#### Zu bearbeiten
A - Welche Wege, auftretende Leistungseinbußen auszugleichen, nennt der Artikel zur Meldepflicht für ältere Autofahrer? Zähle alle auf.
B - Zitiere aus dem Artikel zur Meldepflicht für ältere Autofahrer: Beginne bei den Worten „Der Automobilclub ist“ und höre nach „der AVD mit.“ auf.

#### Textabschnitt

* * *

Ostthüringer Zeitung (Zeulenroda-Triebes)
Experten gegen Meldepflicht bei mangelnder Fahrtauglichkeit im Alter
Ärzte hätten jetzt schon ausreichend Möglichkeiten, Senioren mit Leistungseinbußen aus dem Verkehr zu ziehen
Goslar. Automobilverbände haben sich gegen eine Meldepflicht von fahrungeeigneten Personen durch Ärzte ausgesprochen. Es gebe bereits in Ausnahmefällen Möglichkeiten für Ärzte, Hinweise an Fahrerlaubnisbehörden weiterzugeben, so der Automobilclub von Deutschland (AVD) vor dem Verkehrsgerichtstag. Der AVD betonte, dass es sich um ein sensibles Thema handele, „das in einer alternden Gesellschaft an Relevanz gewinnt“.
Der Automobilclub ist somit gegen eine Änderung der bisherigen Rechtspraxis. Er befürwortete allerdings die Förderung regelmäßiger freiwilliger Seh- und Reaktionstests oder auch Pkw-sicherheitstrainings.
Deren Ergebnisse müssten allerdings vertraulich bleiben, teilte der AVD mit.
Gebe es eine Meldepflicht, könnte das Vertrauen zwischen Patient und Arzt belastet werden, befürchten Experten. Die Gefahr bestehe, dass Menschen mit Leistungseinbußen erst gar keinen Arztbesuch mehr einplanen.
Ohnehin hätten Ärztinnen und Ärzte bereits die Möglichkeit, fahrungeeignete Personen den Behörden zu melden, wenn sie „Gefahr in Verzug“feststellen. Der AVD bezieht sich dabei auf ein Urteil des Bundesgerichtshofes aus dem Jahr 1968. Demnach dürfen Ärzte in Ausnahmefällen die Schweigepflicht
brechen. Dazu müssen sie zuerst den Patienten über seine Erkrankung und die damit verbundenen Gefahren des Autofahrens aufklären.
Untersuchungen zeigten zudem, dass viele ältere Autofahrerinnen und Autofahrer in der Lage seien, auftretende Leistungseinbußen auszugleichen – etwa durch vorsichtigeres Fahren oder Verzicht auf das Fahren bei Dunkelheit oder schlechtem Wetter. „Es überrascht daher nicht, dass Senioren nach der Statistik am Verkehrsunfallgeschehen unterproportional beteiligt sind“, hieß es.

* * *

#### Bereitgestellte Datensätze
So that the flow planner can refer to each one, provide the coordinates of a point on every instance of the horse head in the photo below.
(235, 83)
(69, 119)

* * *

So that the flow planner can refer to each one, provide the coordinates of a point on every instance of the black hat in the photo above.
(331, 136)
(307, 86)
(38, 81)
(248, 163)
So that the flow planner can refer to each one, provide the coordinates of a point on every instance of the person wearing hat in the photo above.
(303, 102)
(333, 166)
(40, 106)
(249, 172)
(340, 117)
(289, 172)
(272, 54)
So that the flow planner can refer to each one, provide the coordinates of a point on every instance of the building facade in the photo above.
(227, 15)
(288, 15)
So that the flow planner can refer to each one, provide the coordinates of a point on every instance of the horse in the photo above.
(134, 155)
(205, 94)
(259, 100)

* * *

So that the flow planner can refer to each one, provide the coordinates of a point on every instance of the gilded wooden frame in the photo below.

* * *

#### Gelöste Aufgaben
A -
- vorsichtigeres Fahren
- Verzicht auf das Fahren bei Dunkelheit
- Verzicht auf das Fahren bei schlechtem Wetter

B -
Der Automobilclub ist somit gegen eine Änderung der bisherigen Rechtspraxis. Er befürwortete allerdings die Förderung regelmäßiger freiwilliger Seh- und Reaktionstests oder auch Pkw-sicherheitstrainings.
Deren Ergebnisse müssten allerdings vertraulich bleiben, teilte der AVD mit.